(Image-grounded pointing data)

┄┄┄┄┄┄┄┄┄┄┄┄┄┄┄┄┄┄┄┄

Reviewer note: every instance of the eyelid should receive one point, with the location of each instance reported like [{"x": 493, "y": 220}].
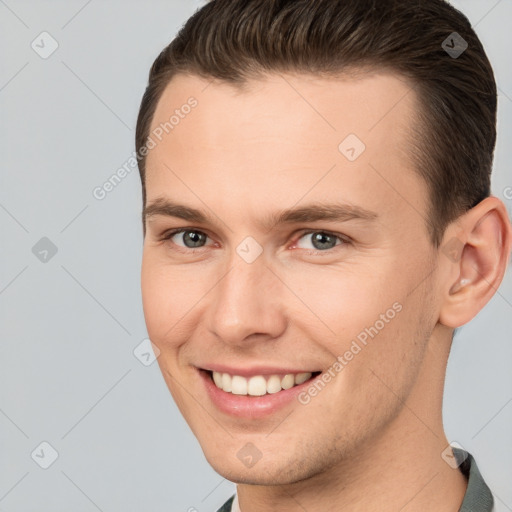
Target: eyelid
[
  {"x": 343, "y": 238},
  {"x": 167, "y": 235}
]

┄┄┄┄┄┄┄┄┄┄┄┄┄┄┄┄┄┄┄┄

▶ YOUR TASK
Set down the records in full and exactly. Do not carry over any image.

▶ PROBLEM SOLUTION
Reviewer note: every instance of the eyelid should receive one point, with the location of each instance reported like [{"x": 493, "y": 220}].
Target: eyelid
[
  {"x": 343, "y": 238},
  {"x": 167, "y": 235}
]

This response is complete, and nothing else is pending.